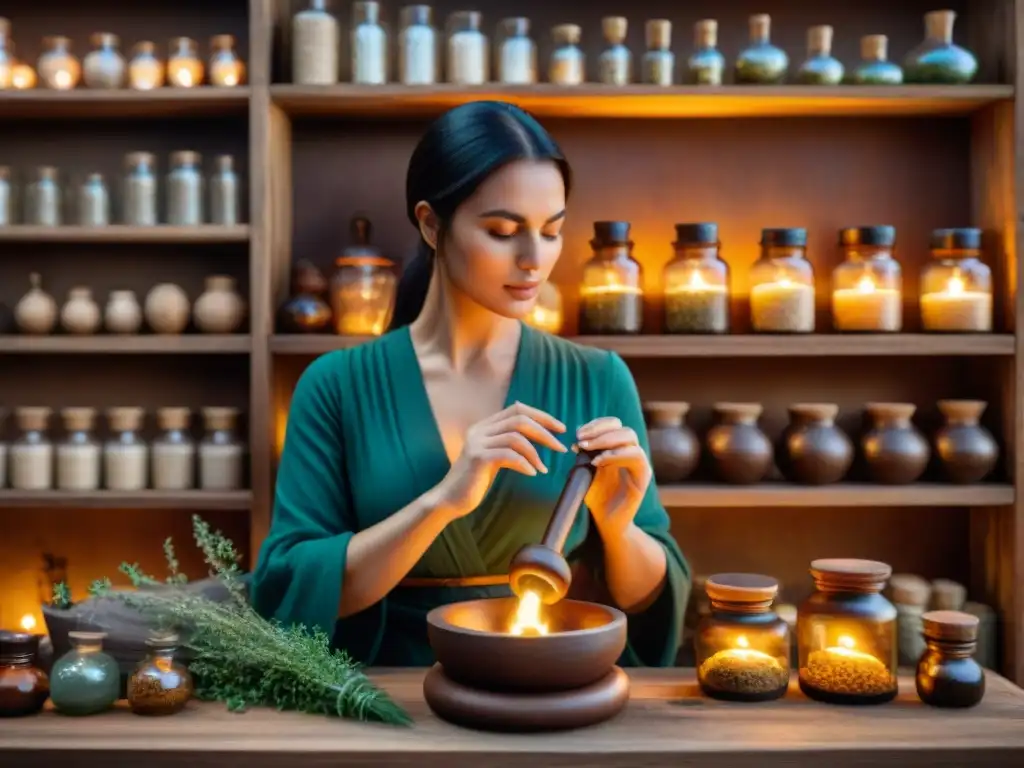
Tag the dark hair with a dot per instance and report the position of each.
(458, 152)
════════════════════
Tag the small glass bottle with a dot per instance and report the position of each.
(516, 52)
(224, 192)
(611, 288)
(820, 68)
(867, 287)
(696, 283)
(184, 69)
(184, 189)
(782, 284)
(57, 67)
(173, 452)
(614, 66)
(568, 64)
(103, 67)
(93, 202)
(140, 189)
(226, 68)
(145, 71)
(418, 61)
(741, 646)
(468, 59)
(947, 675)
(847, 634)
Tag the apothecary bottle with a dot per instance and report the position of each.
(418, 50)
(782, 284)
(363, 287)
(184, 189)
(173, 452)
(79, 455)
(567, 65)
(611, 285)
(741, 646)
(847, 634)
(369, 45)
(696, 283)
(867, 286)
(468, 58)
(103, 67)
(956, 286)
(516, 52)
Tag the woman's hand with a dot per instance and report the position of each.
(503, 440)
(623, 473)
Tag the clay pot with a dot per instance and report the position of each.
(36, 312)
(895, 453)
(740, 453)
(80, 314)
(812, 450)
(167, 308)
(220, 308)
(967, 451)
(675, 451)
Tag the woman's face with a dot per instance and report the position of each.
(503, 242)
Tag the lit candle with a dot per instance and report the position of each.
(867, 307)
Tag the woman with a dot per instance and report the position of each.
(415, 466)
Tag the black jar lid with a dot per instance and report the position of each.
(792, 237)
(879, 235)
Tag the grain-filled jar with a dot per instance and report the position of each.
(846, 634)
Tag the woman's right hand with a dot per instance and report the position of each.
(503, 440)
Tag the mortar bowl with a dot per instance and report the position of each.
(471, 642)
════════════════════
- **Direction**
From the material above, copy out each line containing the string "instance". Matches must be case-sensitive.

- **The result**
Tag the dark hair with a dot per instance and report the position of each.
Tag the small glass bottle with a dot per instance and report the position of each.
Tag the apothecary bottle with a dot per instance and report the position of each.
Tag the woman's hand with a dot per instance and report the position of each.
Tag the clay pot with a dot per instance and report the position of each.
Tag the woman's face with a dot per instance and report the position of each.
Tag the lit candle with a dot per instance and report the position of each.
Tag the woman with a dot per instance and report the position of each.
Tag the black jar lid with a dot per instance and report the position of each.
Tag the grain-filled jar with a dot per instance and report the position of each.
Tag the woman's right hand with a dot per instance and report the position of each.
Tag the mortar bowl with a dot per instance and report the position of each.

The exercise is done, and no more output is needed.